# Written task:
Copy out every line from the entries below that contains the string "background". Treat the match as case-sensitive.

# Input rows:
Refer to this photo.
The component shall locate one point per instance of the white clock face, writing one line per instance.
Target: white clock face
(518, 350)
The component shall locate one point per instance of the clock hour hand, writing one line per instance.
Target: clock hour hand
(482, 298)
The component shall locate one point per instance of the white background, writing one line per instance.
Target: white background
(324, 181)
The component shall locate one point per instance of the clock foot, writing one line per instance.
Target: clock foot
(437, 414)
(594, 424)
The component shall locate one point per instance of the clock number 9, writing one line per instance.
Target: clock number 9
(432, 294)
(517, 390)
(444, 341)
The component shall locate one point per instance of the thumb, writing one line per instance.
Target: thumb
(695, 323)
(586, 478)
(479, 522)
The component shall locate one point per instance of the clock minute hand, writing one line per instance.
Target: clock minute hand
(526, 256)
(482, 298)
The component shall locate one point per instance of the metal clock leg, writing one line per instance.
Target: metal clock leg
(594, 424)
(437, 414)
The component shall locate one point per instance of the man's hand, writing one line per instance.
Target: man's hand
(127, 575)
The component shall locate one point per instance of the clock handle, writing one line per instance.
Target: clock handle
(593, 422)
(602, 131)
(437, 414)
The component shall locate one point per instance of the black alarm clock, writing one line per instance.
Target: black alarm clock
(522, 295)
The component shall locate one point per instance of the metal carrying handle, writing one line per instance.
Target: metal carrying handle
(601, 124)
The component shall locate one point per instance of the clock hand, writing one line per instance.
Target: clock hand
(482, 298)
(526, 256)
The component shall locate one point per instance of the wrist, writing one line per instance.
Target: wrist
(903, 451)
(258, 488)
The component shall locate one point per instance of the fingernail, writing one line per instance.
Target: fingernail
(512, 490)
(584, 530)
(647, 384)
---
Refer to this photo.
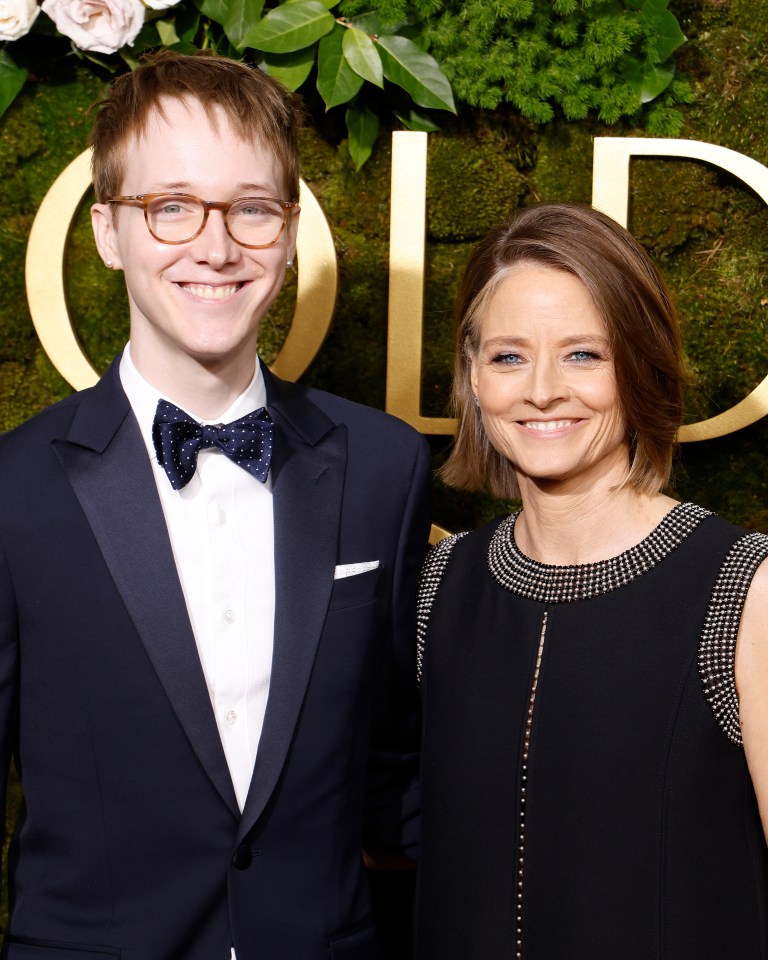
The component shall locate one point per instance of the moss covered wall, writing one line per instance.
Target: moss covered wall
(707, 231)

# Answer to this problem:
The component shall locate one point per instance of the white background, writing one line per instance.
Target: white background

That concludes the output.